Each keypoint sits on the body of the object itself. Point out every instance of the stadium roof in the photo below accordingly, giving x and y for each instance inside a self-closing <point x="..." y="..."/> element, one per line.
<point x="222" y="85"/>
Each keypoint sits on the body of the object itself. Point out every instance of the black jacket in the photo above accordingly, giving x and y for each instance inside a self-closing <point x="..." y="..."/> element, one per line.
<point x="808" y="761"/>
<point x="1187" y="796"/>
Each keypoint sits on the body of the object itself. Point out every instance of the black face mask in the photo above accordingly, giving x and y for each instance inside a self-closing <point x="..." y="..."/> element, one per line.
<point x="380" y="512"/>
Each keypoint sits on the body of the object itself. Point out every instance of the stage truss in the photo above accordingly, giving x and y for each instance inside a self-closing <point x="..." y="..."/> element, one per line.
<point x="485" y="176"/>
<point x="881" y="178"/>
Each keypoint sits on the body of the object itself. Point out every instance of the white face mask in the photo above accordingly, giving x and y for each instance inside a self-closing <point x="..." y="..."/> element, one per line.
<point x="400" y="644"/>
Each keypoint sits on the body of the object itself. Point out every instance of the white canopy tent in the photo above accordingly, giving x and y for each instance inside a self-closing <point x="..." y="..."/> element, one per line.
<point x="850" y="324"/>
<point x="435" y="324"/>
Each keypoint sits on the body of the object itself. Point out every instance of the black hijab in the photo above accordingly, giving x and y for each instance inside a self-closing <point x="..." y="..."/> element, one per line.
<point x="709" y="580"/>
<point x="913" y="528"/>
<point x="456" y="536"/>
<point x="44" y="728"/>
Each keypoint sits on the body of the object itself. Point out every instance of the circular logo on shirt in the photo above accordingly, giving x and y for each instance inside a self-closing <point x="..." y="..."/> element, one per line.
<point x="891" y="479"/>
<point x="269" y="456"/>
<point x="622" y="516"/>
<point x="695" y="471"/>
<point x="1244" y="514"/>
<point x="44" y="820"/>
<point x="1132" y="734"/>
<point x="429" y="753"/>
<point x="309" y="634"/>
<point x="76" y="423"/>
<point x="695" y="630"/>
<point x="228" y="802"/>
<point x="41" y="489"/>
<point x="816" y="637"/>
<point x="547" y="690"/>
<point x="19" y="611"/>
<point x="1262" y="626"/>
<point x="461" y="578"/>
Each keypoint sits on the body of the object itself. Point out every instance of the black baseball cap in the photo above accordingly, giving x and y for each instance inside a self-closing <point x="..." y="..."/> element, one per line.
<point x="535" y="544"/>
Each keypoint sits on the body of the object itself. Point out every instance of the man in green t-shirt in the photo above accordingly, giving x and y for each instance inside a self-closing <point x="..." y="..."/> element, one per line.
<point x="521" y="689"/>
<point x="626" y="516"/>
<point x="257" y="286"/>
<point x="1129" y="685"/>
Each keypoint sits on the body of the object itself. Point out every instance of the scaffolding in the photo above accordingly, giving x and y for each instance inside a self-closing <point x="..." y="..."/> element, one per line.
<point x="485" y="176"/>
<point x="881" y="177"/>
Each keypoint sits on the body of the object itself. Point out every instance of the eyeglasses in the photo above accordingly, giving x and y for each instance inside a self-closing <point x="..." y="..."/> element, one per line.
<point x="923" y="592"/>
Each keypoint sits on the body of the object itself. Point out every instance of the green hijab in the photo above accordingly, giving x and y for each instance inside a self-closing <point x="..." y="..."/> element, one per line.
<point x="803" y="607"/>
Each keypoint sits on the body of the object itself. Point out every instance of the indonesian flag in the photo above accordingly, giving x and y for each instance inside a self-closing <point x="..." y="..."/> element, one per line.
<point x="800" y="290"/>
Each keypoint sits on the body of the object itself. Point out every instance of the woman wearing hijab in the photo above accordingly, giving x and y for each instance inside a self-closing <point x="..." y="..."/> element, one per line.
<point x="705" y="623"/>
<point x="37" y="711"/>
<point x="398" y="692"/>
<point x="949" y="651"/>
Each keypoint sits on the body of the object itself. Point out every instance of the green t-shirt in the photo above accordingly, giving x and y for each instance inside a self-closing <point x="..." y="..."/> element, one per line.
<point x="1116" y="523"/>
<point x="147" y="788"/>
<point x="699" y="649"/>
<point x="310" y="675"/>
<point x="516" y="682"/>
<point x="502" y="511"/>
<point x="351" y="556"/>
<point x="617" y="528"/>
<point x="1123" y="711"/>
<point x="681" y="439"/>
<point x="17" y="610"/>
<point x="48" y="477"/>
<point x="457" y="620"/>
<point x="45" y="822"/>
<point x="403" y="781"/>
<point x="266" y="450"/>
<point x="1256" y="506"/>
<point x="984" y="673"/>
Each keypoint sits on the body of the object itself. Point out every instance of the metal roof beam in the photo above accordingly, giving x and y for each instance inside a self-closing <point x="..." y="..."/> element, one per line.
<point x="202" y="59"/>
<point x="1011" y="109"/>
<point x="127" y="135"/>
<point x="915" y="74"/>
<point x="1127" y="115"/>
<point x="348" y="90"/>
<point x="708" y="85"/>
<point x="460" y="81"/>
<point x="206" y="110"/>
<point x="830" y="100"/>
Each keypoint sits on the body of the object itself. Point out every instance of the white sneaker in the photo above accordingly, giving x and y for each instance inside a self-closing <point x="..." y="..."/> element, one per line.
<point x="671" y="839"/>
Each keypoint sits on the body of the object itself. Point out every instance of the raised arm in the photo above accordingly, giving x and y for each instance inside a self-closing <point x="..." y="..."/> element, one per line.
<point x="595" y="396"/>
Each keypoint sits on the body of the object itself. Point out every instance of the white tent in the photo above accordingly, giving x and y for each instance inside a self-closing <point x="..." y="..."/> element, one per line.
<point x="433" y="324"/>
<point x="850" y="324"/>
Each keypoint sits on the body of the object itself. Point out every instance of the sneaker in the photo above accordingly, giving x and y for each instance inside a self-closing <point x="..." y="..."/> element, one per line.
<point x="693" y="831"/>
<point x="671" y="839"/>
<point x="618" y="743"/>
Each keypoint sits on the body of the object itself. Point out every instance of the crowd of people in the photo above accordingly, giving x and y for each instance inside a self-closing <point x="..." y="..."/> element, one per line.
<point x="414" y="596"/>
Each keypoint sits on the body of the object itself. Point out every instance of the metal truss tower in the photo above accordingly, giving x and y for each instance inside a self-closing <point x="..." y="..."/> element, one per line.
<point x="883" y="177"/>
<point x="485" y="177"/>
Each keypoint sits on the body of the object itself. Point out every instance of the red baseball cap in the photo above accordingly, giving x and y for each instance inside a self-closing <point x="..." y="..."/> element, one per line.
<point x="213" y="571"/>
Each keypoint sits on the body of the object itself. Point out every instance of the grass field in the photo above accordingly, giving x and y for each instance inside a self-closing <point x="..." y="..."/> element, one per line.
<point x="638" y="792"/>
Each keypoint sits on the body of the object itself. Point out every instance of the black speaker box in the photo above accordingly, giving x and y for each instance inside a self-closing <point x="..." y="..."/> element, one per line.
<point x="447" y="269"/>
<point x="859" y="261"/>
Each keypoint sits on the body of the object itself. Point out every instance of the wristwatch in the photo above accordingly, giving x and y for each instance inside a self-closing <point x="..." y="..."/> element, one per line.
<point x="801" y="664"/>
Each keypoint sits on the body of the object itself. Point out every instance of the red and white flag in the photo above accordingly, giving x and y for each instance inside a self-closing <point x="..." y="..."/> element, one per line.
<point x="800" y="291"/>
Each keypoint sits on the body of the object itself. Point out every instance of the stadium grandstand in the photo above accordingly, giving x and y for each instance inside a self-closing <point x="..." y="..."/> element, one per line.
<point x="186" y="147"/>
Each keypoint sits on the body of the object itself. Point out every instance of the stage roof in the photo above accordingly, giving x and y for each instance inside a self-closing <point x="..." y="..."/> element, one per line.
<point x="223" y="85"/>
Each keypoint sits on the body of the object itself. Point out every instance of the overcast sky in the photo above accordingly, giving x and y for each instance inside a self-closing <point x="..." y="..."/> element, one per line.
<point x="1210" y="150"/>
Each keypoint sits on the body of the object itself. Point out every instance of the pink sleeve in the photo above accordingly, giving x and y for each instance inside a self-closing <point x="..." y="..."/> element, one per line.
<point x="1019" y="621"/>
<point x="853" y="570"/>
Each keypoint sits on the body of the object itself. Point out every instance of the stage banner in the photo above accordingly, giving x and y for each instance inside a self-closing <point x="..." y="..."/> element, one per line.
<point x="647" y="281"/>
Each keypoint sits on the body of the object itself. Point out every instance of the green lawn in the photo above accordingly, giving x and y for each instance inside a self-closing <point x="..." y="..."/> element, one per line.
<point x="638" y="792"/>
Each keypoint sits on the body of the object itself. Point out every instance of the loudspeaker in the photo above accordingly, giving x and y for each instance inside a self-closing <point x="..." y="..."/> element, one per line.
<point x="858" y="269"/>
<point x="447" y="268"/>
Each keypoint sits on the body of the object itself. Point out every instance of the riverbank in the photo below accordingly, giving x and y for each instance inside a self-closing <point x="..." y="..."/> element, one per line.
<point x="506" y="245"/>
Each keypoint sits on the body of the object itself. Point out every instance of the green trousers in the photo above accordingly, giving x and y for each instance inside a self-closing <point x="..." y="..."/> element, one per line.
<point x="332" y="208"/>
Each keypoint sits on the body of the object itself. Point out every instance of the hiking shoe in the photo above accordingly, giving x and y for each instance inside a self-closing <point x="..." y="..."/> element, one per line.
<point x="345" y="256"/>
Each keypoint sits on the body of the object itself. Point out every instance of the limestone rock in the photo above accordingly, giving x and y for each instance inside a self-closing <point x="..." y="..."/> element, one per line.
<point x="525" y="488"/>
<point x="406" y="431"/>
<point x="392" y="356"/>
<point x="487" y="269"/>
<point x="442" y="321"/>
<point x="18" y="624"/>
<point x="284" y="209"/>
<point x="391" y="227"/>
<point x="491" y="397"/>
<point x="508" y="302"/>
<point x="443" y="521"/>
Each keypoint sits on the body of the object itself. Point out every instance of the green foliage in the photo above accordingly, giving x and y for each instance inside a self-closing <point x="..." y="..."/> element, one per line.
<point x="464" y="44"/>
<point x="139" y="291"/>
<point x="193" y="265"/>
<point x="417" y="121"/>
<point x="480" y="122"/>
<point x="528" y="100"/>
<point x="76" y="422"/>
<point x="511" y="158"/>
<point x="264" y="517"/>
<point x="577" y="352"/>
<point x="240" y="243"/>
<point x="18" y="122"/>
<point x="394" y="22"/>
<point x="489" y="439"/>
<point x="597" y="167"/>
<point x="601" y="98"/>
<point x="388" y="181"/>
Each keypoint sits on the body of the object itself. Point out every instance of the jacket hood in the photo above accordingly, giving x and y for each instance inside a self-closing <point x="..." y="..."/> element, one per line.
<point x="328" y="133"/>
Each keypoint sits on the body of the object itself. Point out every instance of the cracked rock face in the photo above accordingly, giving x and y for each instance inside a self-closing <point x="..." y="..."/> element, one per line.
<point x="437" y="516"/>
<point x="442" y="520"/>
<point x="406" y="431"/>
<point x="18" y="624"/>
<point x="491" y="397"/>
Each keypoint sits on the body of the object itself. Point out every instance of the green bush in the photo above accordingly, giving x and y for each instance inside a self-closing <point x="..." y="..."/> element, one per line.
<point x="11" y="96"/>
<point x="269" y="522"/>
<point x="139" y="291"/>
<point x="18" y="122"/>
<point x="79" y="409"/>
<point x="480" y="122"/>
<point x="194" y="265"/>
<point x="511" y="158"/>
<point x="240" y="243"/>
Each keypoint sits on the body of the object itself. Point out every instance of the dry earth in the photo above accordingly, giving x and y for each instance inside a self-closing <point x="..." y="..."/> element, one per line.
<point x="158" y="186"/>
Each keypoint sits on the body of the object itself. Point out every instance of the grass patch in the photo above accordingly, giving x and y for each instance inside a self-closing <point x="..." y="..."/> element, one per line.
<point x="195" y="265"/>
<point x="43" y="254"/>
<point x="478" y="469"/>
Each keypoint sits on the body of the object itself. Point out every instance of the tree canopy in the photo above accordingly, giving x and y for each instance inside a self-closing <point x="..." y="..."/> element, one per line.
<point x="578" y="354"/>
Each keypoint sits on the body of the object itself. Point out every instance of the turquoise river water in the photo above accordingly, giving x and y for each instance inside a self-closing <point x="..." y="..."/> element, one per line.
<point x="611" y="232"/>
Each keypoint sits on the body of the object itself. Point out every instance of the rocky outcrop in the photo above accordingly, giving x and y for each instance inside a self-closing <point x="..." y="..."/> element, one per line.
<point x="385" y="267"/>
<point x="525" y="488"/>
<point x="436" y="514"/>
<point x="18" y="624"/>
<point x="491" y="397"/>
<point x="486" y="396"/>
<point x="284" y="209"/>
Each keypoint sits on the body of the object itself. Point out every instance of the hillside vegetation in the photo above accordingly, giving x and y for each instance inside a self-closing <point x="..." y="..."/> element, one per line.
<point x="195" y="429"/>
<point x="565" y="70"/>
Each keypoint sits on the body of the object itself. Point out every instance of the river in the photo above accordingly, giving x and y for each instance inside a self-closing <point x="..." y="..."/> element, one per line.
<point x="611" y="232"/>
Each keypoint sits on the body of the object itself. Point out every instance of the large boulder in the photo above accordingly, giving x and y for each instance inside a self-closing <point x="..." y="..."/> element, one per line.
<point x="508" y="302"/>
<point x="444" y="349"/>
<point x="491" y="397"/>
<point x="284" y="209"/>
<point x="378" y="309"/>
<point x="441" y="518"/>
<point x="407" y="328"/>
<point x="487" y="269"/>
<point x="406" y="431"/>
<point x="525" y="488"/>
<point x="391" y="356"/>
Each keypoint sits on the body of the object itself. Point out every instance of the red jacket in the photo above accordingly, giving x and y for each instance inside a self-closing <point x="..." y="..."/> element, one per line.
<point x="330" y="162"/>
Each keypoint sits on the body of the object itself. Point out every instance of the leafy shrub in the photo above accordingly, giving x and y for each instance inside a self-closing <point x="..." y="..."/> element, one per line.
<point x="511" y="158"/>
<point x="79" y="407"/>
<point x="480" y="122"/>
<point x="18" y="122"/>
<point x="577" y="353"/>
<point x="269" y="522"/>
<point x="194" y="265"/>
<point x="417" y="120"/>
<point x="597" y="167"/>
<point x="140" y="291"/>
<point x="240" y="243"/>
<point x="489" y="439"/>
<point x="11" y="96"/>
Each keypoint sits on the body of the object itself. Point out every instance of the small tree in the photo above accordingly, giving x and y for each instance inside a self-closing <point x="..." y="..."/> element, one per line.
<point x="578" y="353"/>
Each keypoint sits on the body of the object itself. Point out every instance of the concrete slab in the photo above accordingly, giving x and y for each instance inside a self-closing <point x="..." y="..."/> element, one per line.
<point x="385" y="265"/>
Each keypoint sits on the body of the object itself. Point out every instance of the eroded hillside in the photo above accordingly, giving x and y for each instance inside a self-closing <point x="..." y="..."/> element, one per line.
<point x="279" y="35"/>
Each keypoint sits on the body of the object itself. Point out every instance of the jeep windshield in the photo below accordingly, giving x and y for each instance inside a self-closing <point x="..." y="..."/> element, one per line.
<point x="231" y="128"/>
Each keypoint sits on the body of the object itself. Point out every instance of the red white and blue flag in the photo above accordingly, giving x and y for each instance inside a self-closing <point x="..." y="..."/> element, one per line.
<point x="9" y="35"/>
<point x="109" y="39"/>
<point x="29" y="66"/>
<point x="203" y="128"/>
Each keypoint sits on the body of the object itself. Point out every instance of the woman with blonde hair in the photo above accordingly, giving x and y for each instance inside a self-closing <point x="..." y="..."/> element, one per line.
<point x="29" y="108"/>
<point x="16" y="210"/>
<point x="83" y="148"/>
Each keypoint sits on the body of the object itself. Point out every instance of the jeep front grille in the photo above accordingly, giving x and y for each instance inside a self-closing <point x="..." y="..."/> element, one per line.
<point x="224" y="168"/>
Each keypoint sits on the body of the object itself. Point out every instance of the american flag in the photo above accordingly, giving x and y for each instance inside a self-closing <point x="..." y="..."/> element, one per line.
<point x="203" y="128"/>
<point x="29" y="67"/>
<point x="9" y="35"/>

- - - - -

GOAL OF THE EXERCISE> Repeat the line containing "the jeep front" and all subsequent lines through the final line of the data, exactly and with no others.

FULL ANSWER>
Each keypoint sits on the body of the object itself. Point out every instance of the jeep front grille in the photo above accordingly, giving x and y for each instance inside a self-closing <point x="..." y="..."/> element, one per line.
<point x="224" y="168"/>
Each keypoint sits on the body of the object itself. Point out every instance of the american flag in the photo above accordingly, giving x and y for each instance inside a self-closing <point x="..." y="..."/> element, one per line.
<point x="203" y="128"/>
<point x="29" y="67"/>
<point x="9" y="35"/>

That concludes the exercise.